Repeat the data exactly, every last line of it.
EXTRACTED DATA Block Start
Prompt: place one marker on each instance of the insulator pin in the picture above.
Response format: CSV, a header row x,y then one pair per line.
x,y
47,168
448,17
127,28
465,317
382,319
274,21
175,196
EXTRACTED DATA Block End
_EXERCISE RESPONSE_
Prompt: place one marker on each instance of the insulator pin in the picture above.
Response format: CSV, a header row x,y then one pair per line.
x,y
47,168
448,17
127,28
465,317
382,319
274,21
175,196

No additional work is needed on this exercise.